PAGE EXTRACT.
The obvious solution is to identify those responsible for this multi-billion dollar quasi-fraud and give them more money.
Here’s a question: if the REM can be, and is regularly, replaced by bus service, couldn’t we have just improved bus service and achieved the same public transit goals? For the ever increasing cost of the REM, currently $9.4 billion, we could have bought something like 4-5,000 electric buses, which would have around five times the passenger capacity. And despite being electric, you can get them wet.
Uatu 09:20 on 2025-03-19 Permalink
Improving bus service is what’s good for public transit. A cool and sexy train is what’s good to sell people to buy condos in the developments run by the real estate arm of the pension fund. Which was the original purpose of the REM. I mean you could just set up reserve bus lanes with trolley buses, but that’s not 21st century cool y’know lol
Blork 11:27 on 2025-03-19 Permalink
Ultimately, bus service is second-rate to train or subway service, because bus service still uses the road system, so it’s susceptible to traffic, potholes, bad weather, etc. Plus, it means riders have to wait outside for unpredictable wait times, and might end up waiting longer if the bus that arrives is full, etc. (which can be nasty at night or in bad weather).
But… it’s way cheaper (infrastructurally). You get what you pay for.
Joey 11:43 on 2025-03-19 Permalink
@Blork as we are seeing, the REM and the Metro are also susceptible to bad weather, congestion, infrastructure problems, unpredictable wait times, etc. Except that the bus network has much fewer singular points of failure – someone releases pepper spray at Berri and half the Metro shuts down. If there’s road closure, the bus just… goes around it.
Let’s be honest, shiny new expensive commuter trains are for middle-class people; cheap buses are for the poor.
walkerp 12:14 on 2025-03-19 Permalink
Not if they were properly financed.
Robert H 12:26 on 2025-03-19 Permalink
All right, we shouldn’t be so impressed with sleek trains gliding above, on, or below ground. And we’re all fed up with REM’s non-stop parade of SNAFUs, but let’s not dismiss fixed-rail transport as an impractical prestige gesture that does nothing to improve a city’s quality of life. Montreal with the métro and commuter rail is certainly better than Montreal without. And there are far more cities without, struggling to build a few kilometres of street car line.
bob 14:55 on 2025-03-19 Permalink
Commuter rail was created at a different time for a different demographic with a different lifestyle. If your purpose is to bring workers en masse into the city from bedroom suburbs, rail is a good solution. But we don’t live like that any more.

STATED EXERCISE.
Please transcribe the part of the REM comment thread that opens with the words containing "Here’s a question: if" and closes with "get them wet.".

INFORMATION SHOWN.
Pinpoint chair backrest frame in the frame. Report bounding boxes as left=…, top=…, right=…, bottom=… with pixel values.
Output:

CORRECT RESPONSE.
Here’s a question: if the REM can be, and is regularly, replaced by bus service, couldn’t we have just improved bus service and achieved the same public transit goals? For the ever increasing cost of the REM, currently $9.4 billion, we could have bought something like 4-5,000 electric buses, which would have around five times the passenger capacity. And despite being electric, you can get them wet.